- **GIVEN TEXT**
'''

Ní Lamhna went to work for State environmental agency An Foras Forbartha (now the EPA) and played a key role in ground-breaking species distribution mapping carried out in Ireland by that body in the 1970s and 1980s.  In the same period she also served for some years as Hon. Secretary for the Irish part of the Botanical Society of the British Isles.  In 1988 she took early retirement and began work as a consultant, educator, and in broadcasting.  She has worked extensively with primary and secondary schools, including on such programmes as Heritage in Schools and the Ringo Project, and as an inspector of trainee teachers. She has also lectured in the Dublin Institute of Technology, notably on Sustainable Development.

Broadcasting
Ní Lamhna has worked on Mooney and its predecessor Mooney Goes Wild since 1995.  She also featured on TV series Creature Feature and was a regular on children's programme The Den.  She has appeared multiple times on The Late Late Show and has also appeared on The Panel, Celebrity Jigs 'n' Reels, and other programmes.

In May 2020, Ní Lamhna released a two-part interview as part of David Oakes’ Trees A Crowd podcast.

'''

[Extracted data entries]

'''

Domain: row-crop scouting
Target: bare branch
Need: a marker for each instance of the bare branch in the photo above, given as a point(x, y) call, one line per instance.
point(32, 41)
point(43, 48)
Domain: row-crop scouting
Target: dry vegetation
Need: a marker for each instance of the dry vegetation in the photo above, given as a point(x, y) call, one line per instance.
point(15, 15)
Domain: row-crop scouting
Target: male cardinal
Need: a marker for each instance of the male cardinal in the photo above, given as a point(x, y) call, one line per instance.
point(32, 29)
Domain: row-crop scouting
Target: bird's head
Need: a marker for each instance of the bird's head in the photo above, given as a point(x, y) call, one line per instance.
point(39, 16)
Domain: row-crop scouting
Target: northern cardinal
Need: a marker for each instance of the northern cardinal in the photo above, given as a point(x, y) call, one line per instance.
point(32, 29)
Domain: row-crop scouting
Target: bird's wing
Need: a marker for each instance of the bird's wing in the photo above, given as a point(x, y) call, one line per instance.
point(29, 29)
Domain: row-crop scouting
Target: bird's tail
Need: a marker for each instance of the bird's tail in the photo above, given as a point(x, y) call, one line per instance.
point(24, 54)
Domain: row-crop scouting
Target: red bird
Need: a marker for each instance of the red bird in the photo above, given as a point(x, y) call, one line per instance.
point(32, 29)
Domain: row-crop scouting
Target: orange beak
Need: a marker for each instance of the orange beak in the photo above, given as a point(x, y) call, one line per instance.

'''

- **TO DO**
Reproduce the passage about Ní Lamhna between "Ní Lamhna went" and "on Sustainable Development.", inclusive.

- **SOLUTION FOR THIS TASK**
Ní Lamhna went to work for State environmental agency An Foras Forbartha (now the EPA) and played a key role in ground-breaking species distribution mapping carried out in Ireland by that body in the 1970s and 1980s.  In the same period she also served for some years as Hon. Secretary for the Irish part of the Botanical Society of the British Isles.  In 1988 she took early retirement and began work as a consultant, educator, and in broadcasting.  She has worked extensively with primary and secondary schools, including on such programmes as Heritage in Schools and the Ringo Project, and as an inspector of trainee teachers. She has also lectured in the Dublin Institute of Technology, notably on Sustainable Development.